(Задание A): Пожалуйста, выберите из записей ниже все строки, в которых есть слово «cluster», и перепишите их.

Любая война – это крайняя мера, это действия, максимально обостряющие все противоречия и несущие большие риски. Эту банальность можно было бы не напоминать, если бы сразу же после начала операции российских Военно-космических сил в Сирии мы не услышали повторяемые на разные лады рассуждения о том, что «война – это плохо и опасно». Естественно – именно поэтому Россия на протяжении всей своей истории всегда очень неохотно первой применяла военную силу, прибегая к ней только в том случае, если не видела других возможностей защитить свои национальные интересы.
Решение по Сирии было принято с учетом всех имеющихся рисков и при понимании всех возможных негативных последствий
Точно так же и сейчас – прежде чем принять решение о начале военной операции в Сирии, верховный главнокомандующий не один месяц оценивал складывающуюся ситуацию. Вместе с ним в этом участвовали и члены Совбеза, и военные, и разведка – притом что война в Сирии идет уже четыре года, в Ираке – 12 лет, а халифат активно расширяется последние полтора года. Понятно, что к рассмотрению практической возможности военной операции России в регионе вряд ли приступили раньше, чем в начале этого года – до этого были основания считать, что для того, чтобы победить, Асаду будет достаточно военных поставок и помощи разведки.
В течение последнего года ситуация ухудшалась – что, естественно, ставило на повестку дня вопрос прямого военного вмешательства России, учитывая, что Дамаск о нем давно просил. Воевать или не воевать, решает Владимир Путин – но только очень наивные или сознательно искажающие реальность люди говорят, что это решение принимается им внезапно или произвольно. Сирия – не Крым, хотя и с Крымом варианты реакции на антирусский переворот в Киеве просчитывались заранее. Решение по Сирии было принято не только для достижения разнообразных целей – как тактических, так и стратегических – но и с учетом всех имеющихся рисков и при понимании всех возможных негативных последствий.
И Кремль будет делать все возможное для того, чтобы избежать их или хотя бы минимизировать. Все никогда просчитать невозможно, но при принятии решения Путин обладает заведомо более полной информацией – в том числе и о реальной позиции и вероятной реакции всех так или иначе вовлеченных в конфликт сил. Например, никто не знает, о чем он за несколько дней до начала операции говорил с президентом Турции Эрдоганом и королем Саудовской Аравии Салманом, лидерами двух ключевых соседних с Сирией стран (а также в сентябре были разговоры с тремя остальными соседями Сирии – лидерами Иордании, Ирака и Израиля).
Поэтому имеет смысл говорить не о том, что учел или не учел Путин – а о том, чем нас пугают и чего многие боятся. Каковы основные «засады»?

Данные разметки координат

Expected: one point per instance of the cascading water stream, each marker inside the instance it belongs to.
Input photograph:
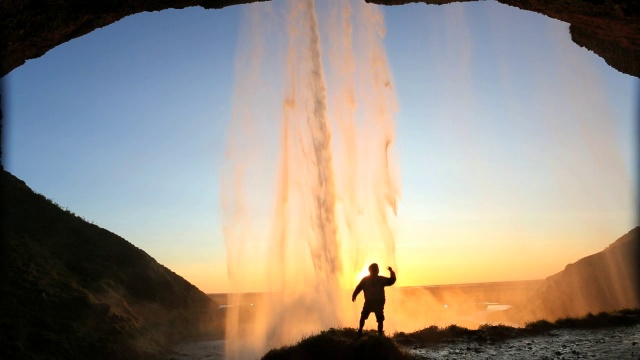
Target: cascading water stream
(334, 187)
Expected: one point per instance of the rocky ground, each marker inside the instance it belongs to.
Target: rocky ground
(607, 343)
(619, 343)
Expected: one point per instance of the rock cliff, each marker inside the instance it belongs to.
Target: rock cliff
(28, 29)
(606, 281)
(72, 290)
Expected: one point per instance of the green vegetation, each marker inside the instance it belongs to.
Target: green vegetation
(344, 344)
(341, 344)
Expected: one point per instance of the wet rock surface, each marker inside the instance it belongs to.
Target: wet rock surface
(608, 343)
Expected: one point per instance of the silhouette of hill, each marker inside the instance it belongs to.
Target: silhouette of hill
(72, 290)
(606, 281)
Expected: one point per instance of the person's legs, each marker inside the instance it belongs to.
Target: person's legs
(380, 319)
(363, 316)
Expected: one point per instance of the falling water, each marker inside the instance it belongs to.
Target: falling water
(311, 186)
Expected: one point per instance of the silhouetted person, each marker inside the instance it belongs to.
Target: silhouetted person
(373, 287)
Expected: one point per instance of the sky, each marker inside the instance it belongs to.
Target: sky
(515, 146)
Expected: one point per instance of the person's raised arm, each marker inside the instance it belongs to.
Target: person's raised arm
(392, 278)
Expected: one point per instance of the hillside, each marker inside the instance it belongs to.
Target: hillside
(73, 290)
(606, 281)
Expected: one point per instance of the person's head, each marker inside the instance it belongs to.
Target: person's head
(373, 269)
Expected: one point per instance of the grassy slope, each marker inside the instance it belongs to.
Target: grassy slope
(344, 344)
(72, 289)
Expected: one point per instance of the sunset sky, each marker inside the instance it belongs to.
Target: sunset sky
(515, 146)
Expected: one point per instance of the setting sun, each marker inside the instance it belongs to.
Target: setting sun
(364, 272)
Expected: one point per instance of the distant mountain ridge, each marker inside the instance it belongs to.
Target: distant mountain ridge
(606, 281)
(73, 290)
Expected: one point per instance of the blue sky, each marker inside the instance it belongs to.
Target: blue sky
(508, 136)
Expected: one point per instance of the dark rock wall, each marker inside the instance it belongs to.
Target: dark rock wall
(30, 28)
(72, 290)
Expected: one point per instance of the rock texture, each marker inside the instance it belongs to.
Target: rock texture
(72, 290)
(606, 281)
(609, 28)
(29, 28)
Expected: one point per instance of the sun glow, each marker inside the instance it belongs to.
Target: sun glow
(364, 272)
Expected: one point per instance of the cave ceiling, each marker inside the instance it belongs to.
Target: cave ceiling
(30, 28)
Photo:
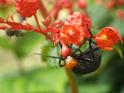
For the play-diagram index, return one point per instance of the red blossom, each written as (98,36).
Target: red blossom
(107,38)
(65,51)
(27,8)
(120,14)
(82,4)
(81,21)
(72,35)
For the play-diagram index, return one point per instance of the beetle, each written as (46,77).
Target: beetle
(82,62)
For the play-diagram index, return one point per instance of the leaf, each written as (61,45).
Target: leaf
(25,45)
(46,80)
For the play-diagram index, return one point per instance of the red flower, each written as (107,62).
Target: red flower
(120,14)
(27,8)
(81,21)
(82,4)
(72,35)
(107,38)
(65,51)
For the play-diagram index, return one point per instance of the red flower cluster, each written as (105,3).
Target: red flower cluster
(120,14)
(75,30)
(107,38)
(27,8)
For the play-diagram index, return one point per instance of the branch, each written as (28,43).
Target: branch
(72,82)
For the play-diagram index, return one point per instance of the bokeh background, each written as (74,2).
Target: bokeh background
(23,71)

(Задание B):
Ответьте на вопросы по тексту о российской операции в Сирии:
(i) Сколько лет, согласно тексту, идет война в Ираке?
(ii) С какими двумя лидерами Путин говорил за несколько дней до начала операции?
(iii) С лидерами каких трех стран были разговоры в сентябре?

(Результат задания A):
For the play-diagram index, return one point per instance of the red flower cluster, each written as (105,3).
Target: red flower cluster

(Результат задания B):
(i) 12 лет.
(ii) С президентом Турции Эрдоганом и королем Саудовской Аравии Салманом.
(iii) С лидерами Иордании, Ирака и Израиля.